[Dataset entries]
Start of Block

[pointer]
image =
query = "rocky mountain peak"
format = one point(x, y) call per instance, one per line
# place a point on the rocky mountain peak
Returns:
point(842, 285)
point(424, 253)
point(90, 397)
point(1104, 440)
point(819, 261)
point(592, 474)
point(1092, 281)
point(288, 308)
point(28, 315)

End of Block

* _WHAT YOU SHOULD DO_
Each entry must be output exactly as it was written.

* _RESULT FOR THIS EXERCISE_
[pointer]
image =
query = "rocky mountain peak"
format = one point(x, y) call per instance, one per line
# place a point on the rocky mountain peak
Returns:
point(842, 285)
point(424, 253)
point(90, 397)
point(1104, 440)
point(819, 261)
point(592, 474)
point(1092, 281)
point(288, 308)
point(28, 315)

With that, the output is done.